Go through the records below and copy out every line that contains the word "stone".

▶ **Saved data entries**
= = =

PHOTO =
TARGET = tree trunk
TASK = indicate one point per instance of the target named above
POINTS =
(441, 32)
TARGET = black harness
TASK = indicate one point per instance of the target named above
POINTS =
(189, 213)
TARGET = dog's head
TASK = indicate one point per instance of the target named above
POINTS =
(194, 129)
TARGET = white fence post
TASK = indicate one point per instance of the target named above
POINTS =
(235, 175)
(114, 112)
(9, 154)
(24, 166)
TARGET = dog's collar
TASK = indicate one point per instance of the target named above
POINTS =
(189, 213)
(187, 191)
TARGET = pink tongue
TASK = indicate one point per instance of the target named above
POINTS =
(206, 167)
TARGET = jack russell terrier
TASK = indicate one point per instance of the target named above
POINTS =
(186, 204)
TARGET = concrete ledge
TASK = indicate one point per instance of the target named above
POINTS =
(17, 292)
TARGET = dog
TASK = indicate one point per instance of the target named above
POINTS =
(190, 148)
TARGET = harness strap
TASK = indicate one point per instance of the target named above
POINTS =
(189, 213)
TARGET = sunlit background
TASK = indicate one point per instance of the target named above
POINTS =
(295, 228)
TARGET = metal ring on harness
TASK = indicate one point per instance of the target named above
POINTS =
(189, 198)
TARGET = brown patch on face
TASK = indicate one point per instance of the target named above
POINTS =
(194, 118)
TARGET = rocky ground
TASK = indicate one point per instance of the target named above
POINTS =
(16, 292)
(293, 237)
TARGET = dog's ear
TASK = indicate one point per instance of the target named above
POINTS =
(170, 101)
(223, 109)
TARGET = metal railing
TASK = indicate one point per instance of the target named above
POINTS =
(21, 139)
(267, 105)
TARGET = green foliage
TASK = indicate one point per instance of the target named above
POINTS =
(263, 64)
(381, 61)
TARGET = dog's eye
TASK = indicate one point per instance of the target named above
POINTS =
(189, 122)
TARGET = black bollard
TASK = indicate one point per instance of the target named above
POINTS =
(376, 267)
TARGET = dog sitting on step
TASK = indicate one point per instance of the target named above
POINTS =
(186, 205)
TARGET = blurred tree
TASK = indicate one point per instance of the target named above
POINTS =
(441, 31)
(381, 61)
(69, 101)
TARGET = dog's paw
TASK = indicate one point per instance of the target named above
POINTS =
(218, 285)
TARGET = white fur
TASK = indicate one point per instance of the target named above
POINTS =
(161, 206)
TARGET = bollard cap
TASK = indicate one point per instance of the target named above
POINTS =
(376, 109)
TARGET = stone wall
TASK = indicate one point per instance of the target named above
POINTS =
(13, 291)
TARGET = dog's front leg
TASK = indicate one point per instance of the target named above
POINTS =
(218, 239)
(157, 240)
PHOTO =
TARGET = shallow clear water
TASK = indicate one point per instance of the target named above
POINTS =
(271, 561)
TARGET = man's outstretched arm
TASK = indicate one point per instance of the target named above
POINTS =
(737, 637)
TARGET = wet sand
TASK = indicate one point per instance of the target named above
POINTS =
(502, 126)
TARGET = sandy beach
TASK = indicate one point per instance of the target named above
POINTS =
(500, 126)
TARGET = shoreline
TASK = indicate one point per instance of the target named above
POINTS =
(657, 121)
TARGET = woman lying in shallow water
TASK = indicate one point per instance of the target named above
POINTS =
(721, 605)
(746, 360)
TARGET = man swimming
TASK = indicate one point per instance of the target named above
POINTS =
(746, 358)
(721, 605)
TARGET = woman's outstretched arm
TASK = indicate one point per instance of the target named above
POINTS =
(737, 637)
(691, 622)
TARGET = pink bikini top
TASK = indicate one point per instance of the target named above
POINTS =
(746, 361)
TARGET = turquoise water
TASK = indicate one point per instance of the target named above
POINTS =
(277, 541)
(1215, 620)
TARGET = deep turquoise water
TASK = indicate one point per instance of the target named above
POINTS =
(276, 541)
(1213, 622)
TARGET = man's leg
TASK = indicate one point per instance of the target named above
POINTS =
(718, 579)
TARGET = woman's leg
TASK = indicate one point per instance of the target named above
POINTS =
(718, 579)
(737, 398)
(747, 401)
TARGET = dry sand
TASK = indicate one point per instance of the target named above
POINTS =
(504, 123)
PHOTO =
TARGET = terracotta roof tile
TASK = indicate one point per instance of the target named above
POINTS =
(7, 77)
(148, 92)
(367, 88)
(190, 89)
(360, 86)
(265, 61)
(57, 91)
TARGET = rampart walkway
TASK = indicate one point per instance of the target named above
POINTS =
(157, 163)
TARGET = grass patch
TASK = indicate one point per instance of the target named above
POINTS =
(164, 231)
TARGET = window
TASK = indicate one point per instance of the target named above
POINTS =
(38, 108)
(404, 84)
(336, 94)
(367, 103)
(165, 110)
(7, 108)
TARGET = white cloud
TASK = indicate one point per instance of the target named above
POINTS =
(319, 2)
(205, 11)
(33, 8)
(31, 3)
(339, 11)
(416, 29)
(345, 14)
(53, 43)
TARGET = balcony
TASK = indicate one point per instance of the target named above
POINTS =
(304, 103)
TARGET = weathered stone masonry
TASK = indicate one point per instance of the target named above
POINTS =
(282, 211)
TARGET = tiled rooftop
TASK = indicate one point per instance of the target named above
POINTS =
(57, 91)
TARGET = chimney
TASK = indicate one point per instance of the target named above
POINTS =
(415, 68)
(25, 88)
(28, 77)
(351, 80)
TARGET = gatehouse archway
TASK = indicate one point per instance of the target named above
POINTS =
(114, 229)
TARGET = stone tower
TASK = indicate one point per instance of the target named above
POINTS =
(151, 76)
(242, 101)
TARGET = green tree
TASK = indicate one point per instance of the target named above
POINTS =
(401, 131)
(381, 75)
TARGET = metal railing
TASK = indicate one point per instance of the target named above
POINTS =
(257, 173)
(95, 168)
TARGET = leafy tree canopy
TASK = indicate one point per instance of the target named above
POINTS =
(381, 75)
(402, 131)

= = =

▶ **Solution to this exercise**
TARGET = stone wall
TARGET = weathered stone masonry
TARGET = stone tower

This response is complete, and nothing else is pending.